= Beginning of Section =

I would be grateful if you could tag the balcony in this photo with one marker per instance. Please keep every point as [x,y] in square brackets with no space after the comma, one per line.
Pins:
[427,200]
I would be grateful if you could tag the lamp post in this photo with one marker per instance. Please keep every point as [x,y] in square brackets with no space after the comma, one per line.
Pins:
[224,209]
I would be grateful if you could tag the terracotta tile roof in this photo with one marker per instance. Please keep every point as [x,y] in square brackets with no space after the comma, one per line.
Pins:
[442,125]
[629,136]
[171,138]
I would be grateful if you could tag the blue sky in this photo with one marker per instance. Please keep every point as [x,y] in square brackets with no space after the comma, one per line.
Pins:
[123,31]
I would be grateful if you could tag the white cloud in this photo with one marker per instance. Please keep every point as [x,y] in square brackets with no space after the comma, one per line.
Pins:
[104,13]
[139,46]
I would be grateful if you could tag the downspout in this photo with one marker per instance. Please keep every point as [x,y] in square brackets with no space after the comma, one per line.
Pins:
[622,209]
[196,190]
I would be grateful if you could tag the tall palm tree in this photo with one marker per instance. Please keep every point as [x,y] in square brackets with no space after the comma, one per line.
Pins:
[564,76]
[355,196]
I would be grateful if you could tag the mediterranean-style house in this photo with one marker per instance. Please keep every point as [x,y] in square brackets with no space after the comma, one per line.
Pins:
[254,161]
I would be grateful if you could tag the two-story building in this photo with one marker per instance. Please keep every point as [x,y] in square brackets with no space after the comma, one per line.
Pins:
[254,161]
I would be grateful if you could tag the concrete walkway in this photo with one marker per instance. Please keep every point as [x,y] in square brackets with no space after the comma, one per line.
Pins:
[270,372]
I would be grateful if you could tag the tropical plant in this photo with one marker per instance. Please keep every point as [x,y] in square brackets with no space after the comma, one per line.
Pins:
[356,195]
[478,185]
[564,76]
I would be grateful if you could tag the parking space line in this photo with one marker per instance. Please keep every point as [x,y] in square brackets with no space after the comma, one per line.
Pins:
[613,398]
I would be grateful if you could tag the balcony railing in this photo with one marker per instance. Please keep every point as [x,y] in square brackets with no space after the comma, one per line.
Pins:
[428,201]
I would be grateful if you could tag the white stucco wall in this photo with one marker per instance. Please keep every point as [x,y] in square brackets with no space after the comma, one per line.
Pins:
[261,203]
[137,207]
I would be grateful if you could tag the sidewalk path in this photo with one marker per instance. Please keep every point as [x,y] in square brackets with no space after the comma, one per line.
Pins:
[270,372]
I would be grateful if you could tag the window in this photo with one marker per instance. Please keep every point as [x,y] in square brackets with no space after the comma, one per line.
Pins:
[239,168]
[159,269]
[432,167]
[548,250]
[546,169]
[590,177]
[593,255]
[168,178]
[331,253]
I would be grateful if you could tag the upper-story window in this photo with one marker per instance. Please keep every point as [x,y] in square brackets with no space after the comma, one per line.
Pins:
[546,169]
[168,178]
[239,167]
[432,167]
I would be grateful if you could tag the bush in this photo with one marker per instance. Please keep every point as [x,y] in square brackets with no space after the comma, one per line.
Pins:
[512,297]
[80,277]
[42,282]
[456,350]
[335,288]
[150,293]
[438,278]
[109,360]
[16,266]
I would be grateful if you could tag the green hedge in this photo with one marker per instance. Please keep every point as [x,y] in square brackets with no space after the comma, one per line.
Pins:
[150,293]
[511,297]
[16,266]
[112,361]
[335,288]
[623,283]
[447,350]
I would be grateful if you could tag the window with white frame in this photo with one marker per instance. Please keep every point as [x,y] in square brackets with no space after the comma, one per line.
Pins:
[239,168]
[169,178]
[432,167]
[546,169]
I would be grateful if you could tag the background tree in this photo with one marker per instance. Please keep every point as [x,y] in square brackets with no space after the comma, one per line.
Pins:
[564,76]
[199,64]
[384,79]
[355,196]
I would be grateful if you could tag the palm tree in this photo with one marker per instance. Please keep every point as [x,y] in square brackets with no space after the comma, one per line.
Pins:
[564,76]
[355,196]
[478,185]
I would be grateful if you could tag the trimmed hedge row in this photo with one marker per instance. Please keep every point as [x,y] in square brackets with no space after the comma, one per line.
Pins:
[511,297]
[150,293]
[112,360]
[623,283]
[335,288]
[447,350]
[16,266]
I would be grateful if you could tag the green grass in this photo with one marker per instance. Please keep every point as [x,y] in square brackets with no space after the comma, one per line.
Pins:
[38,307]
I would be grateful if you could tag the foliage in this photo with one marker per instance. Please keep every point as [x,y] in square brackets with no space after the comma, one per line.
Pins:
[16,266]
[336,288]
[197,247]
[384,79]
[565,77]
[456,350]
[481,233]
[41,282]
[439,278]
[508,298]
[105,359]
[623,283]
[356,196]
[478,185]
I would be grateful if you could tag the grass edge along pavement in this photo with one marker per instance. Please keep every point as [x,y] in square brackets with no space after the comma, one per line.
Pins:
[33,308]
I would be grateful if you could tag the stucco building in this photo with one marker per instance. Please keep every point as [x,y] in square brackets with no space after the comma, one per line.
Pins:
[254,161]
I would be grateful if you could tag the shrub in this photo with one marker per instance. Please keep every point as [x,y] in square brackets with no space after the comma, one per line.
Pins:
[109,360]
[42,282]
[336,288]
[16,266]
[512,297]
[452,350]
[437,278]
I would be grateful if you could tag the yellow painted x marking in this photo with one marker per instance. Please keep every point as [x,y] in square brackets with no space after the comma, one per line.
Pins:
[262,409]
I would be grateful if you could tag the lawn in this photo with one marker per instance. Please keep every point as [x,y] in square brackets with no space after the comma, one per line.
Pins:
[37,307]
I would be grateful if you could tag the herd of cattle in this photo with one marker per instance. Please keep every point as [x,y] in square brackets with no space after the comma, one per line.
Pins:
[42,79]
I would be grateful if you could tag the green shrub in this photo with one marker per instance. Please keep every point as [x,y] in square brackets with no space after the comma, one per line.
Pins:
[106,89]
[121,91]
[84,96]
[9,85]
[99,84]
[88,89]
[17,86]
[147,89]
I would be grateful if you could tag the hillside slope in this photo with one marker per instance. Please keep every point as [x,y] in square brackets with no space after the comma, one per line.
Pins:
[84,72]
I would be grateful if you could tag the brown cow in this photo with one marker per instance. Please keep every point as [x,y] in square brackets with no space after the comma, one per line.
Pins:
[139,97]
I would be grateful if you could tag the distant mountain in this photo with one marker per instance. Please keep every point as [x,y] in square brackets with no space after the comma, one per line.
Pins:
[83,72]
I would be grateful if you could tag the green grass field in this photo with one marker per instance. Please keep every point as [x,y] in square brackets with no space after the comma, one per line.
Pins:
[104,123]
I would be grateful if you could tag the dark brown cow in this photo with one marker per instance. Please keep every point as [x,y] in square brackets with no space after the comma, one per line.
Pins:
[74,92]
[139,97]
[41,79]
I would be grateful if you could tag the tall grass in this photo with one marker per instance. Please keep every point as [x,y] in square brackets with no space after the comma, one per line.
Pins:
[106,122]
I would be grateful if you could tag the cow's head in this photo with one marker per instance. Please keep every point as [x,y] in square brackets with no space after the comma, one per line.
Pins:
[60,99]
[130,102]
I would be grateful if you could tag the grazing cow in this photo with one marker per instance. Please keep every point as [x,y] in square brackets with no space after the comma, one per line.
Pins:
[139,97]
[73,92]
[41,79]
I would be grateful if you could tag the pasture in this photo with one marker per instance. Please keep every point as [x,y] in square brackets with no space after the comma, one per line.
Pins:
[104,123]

= End of Section =

*THE PROBLEM*
Set down the entries again exactly as they are.

*RESULT OF THIS EXERCISE*
I would be grateful if you could tag the balcony in this photo with one marker per instance. Please keep every point as [x,y] in square brackets with no space after the comma, one per line.
Pins:
[427,200]
I would be grateful if you could tag the lamp post in this photo with one marker per instance. Please keep every point as [x,y] in square brackets with no space after the comma, one per line.
Pins:
[224,209]
I would be grateful if you could tag the terracotta tile roof in this photo with one marker per instance. Please keep every point as [x,y] in square brackets with no space after the comma, one per line.
Pins:
[442,125]
[629,136]
[171,138]
I would be grateful if you could tag the blue sky in this photo with one marker per instance. Please keep every point as [x,y] in square brackets with no space after the comma, one per line.
Pins:
[123,31]
I would be grateful if you could tag the white cloud in this photo with one marker per instance. Please keep every point as [x,y] in square brackets with no space after the comma, one per line.
Pins:
[104,13]
[139,46]
I would be grateful if you could tag the downspout in this photo with one marker per instance. Please keep every point as [x,y] in square brackets with no space after the comma, one per line.
Pins:
[622,209]
[196,190]
I would be grateful if you could tag the tall palm tree in this photo with one marker per instance. Please keep every point as [x,y] in square brackets with no space after the comma, one per line.
Pins:
[564,76]
[355,196]
I would be grateful if you could tag the mediterranean-style house in this photo with one marker per instance. Please keep every point as [x,y] in square brackets with no space after the comma, one per line.
Pins:
[254,161]
I would be grateful if you could tag the two-story building in this photo with one marker per instance. Please keep every point as [x,y] in square brackets with no space after the comma, one per line.
Pins:
[254,161]
I would be grateful if you could tag the concrete walkway in this photo with one marker per instance. Please keep every point as [x,y] in square brackets with no space after the comma, one per line.
Pins:
[270,372]
I would be grateful if you could tag the tropical plant in this photo with one marker per instance. Please keep every point as [x,y] in square brackets with no space after the comma, one per line.
Pins:
[356,195]
[478,185]
[564,76]
I would be grateful if you could tag the parking space line in this photo with one marker per instance. Please keep every point as [x,y] in square brackets with no space after the comma, one per line.
Pins:
[613,398]
I would be grateful if you could tag the balcony railing in this photo with one marker per instance. Please keep every point as [x,y] in square brackets with no space after the comma, one per line.
Pins:
[428,201]
I would be grateful if you could tag the white stucco wall in this photo with one marker per instance. Please keep every point as [x,y] in square brackets with no space after the comma, one per line.
Pins:
[261,203]
[137,207]
I would be grateful if you could tag the sidewalk path in this photo with one marker per instance. Please keep every point as [x,y] in square brackets with no space after the comma, one per line.
Pins:
[270,372]
I would be grateful if you could tag the window in this photo with one marker per instance. Please keep every point as [x,y] in square brackets with no space after the comma, one per line.
Pins:
[239,168]
[159,269]
[432,167]
[548,250]
[546,169]
[590,177]
[593,255]
[168,178]
[331,253]
I would be grateful if you could tag the upper-story window in this photo with one marker per instance. Please keep every point as [x,y] in square brackets with no space after the comma, one per line.
Pins:
[546,169]
[168,178]
[239,167]
[432,167]
I would be grateful if you could tag the bush in this photo with one marker per instance. Please keep every point as [x,y] in square brackets with no space after the comma, one per line.
Pins:
[512,297]
[80,277]
[42,282]
[456,350]
[335,288]
[150,293]
[438,278]
[109,360]
[16,266]
I would be grateful if you could tag the green hedge in this photo with one marker per instance. Please keep every point as [x,y] in square brackets with no space after the comma, one per line.
Pins:
[150,293]
[511,297]
[16,266]
[112,361]
[335,288]
[623,283]
[447,350]
I would be grateful if you could tag the window with white frame in this photo with one marker per instance. Please keep every point as [x,y] in square brackets with no space after the comma, one per line.
Pins:
[239,168]
[169,178]
[432,167]
[546,169]
I would be grateful if you could tag the background tree in this photo with one marker per instance. Please keep every point as [x,y] in square brackets with no space after the comma, one per line.
Pins:
[564,76]
[199,64]
[384,79]
[355,196]
I would be grateful if you could tag the palm tree in this photo with one marker per instance. Please keep every point as [x,y] in square brackets with no space after the comma, one per line.
Pins:
[564,76]
[355,196]
[478,185]
I would be grateful if you could tag the trimmed hedge row in this photo with one marker per instance. Please keep every point as [x,y] in square brackets with no space after the comma, one per line.
Pins:
[511,297]
[150,293]
[112,360]
[623,283]
[335,288]
[447,350]
[16,266]
I would be grateful if you could tag the green grass in this photo with one marker per instance. Please keep every point as [x,y] in square brackets with no space after the comma, one per line.
Pins:
[38,307]
I would be grateful if you could tag the foliage in this photo with one marker per instance. Please keep every point as [x,y] in square brackets with no space after the comma, one per line.
Pins:
[16,266]
[336,288]
[197,247]
[384,79]
[565,77]
[456,350]
[481,233]
[41,282]
[439,278]
[508,298]
[105,359]
[623,283]
[356,196]
[478,185]
I would be grateful if you could tag the grass edge along pavement in this photo with one marker per instance. Please keep every point as [x,y] in square brackets with no space after the comma, one per line.
Pins:
[33,308]
I would be grateful if you could tag the stucco building in this photo with one marker per instance. Please keep every point as [x,y] in square brackets with no space after the comma, one per line.
Pins:
[254,161]
I would be grateful if you could tag the shrub in this photo with one marker per instance. Please keep every point as [x,y] in square brackets with no space after the comma, one per line.
Pins:
[109,360]
[42,282]
[336,288]
[16,266]
[512,297]
[452,350]
[437,278]
I would be grateful if you could tag the yellow painted x marking in this photo with one marker per instance. Please keep every point as [x,y] in square brackets with no space after the comma, one per line.
Pins:
[262,409]
I would be grateful if you could tag the lawn in this photo with one marker per instance. Please keep every point as [x,y] in square brackets with no space after the comma, one per line.
Pins:
[37,307]
I would be grateful if you could tag the herd of cattle in this photo with one marker per instance. Please keep every point as [x,y] in square brackets with no space after the comma, one per line.
Pins:
[42,79]
I would be grateful if you could tag the green shrub in this photo with one marker per instance. Please keep every point as [x,y] in square brackets with no space after the comma, one per line.
Pins:
[106,89]
[121,91]
[84,96]
[9,85]
[99,84]
[88,89]
[17,86]
[147,89]
I would be grateful if you could tag the hillside slope in this photo with one marker per instance. Please keep every point as [x,y] in square brackets with no space after the comma, one per line.
Pins:
[84,72]
I would be grateful if you could tag the brown cow in this photo with one marker per instance. Please keep every point as [x,y] in square brackets with no space after the comma, one per line.
Pins:
[139,97]
I would be grateful if you could tag the distant mountain in this photo with one marker per instance. Please keep every point as [x,y] in square brackets with no space after the comma, one per line.
Pins:
[83,72]
I would be grateful if you could tag the green grass field in this photo with one marker per instance. Please keep every point as [x,y] in square brackets with no space after the comma, one per line.
Pins:
[104,123]
I would be grateful if you could tag the dark brown cow in this photo with one marker per instance. Please keep every point as [x,y] in square brackets with no space after the comma, one per line.
Pins:
[74,92]
[139,97]
[41,79]
I would be grateful if you could tag the tall grass in this photo with one marker per instance. Please keep every point as [x,y] in square brackets with no space after the comma, one per line.
Pins:
[106,122]
I would be grateful if you could tag the cow's head in this photo with one marker per instance. Please keep every point as [x,y] in square brackets with no space after the comma, one per line.
Pins:
[60,99]
[130,102]
I would be grateful if you could tag the grazing cow in this photo with one marker per instance. Please keep every point as [x,y] in square brackets with no space after the comma, one per line.
Pins:
[139,97]
[73,92]
[41,79]
I would be grateful if you could tag the pasture in this photo with one marker per instance. Please keep every point as [x,y] in square brackets with no space after the comma, one per line.
Pins:
[104,123]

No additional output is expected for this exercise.